Set problem –
Count the lines in the data below that contain the string "rolling", with case counting, and give only the number.

Data section –
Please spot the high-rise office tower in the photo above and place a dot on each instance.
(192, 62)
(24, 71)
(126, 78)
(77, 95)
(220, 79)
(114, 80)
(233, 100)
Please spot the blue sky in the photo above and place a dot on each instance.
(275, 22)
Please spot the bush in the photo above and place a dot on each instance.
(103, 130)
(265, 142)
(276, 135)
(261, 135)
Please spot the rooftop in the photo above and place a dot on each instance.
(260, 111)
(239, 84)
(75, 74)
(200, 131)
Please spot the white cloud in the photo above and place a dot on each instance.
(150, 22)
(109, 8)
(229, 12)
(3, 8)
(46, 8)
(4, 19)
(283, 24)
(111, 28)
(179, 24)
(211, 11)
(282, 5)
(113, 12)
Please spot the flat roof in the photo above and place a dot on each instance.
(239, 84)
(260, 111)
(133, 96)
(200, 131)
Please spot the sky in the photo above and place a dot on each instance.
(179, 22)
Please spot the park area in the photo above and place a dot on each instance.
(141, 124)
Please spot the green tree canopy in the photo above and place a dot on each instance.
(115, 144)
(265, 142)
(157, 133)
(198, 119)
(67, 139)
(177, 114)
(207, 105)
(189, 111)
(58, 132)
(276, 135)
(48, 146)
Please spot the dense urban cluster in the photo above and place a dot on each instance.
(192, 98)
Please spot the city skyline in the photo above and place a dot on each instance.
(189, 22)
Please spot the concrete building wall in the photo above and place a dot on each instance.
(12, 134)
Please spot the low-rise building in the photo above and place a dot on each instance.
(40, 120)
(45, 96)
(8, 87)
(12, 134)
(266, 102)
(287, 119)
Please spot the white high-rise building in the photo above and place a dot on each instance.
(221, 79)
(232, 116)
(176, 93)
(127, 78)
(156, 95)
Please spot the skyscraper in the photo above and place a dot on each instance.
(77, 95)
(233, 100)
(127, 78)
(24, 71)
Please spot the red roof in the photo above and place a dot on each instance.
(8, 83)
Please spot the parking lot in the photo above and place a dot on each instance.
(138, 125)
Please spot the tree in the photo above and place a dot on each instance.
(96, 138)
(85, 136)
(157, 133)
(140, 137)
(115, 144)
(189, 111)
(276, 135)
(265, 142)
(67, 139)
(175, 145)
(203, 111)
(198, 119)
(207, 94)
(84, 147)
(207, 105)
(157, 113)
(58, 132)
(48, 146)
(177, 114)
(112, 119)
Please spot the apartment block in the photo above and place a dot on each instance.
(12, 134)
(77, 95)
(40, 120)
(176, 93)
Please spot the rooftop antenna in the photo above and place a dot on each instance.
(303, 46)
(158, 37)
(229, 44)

---

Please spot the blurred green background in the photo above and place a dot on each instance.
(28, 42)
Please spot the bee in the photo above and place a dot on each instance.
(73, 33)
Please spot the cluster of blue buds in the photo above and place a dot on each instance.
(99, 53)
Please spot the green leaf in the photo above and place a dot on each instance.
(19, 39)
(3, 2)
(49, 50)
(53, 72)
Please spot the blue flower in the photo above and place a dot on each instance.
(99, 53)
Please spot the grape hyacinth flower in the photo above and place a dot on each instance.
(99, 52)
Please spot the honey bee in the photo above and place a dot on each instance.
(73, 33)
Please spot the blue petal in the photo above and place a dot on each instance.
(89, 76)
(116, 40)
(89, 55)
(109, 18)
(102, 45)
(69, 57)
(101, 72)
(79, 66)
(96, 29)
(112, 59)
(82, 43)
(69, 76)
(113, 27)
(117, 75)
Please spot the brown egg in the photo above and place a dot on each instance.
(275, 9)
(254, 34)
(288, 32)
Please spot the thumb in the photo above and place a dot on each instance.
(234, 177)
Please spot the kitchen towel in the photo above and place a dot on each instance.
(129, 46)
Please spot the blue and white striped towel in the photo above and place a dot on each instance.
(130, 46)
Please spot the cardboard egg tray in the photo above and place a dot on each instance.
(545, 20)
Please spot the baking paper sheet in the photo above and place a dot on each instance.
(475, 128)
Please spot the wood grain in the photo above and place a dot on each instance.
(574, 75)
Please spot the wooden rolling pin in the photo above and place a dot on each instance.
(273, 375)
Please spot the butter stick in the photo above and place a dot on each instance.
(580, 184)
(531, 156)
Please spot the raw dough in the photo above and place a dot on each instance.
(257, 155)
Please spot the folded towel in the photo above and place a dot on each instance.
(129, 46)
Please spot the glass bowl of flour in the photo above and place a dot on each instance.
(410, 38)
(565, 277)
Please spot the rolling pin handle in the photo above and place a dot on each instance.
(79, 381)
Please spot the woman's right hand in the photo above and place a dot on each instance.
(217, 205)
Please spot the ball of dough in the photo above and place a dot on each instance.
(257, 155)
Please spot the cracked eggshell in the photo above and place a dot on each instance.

Exercise result –
2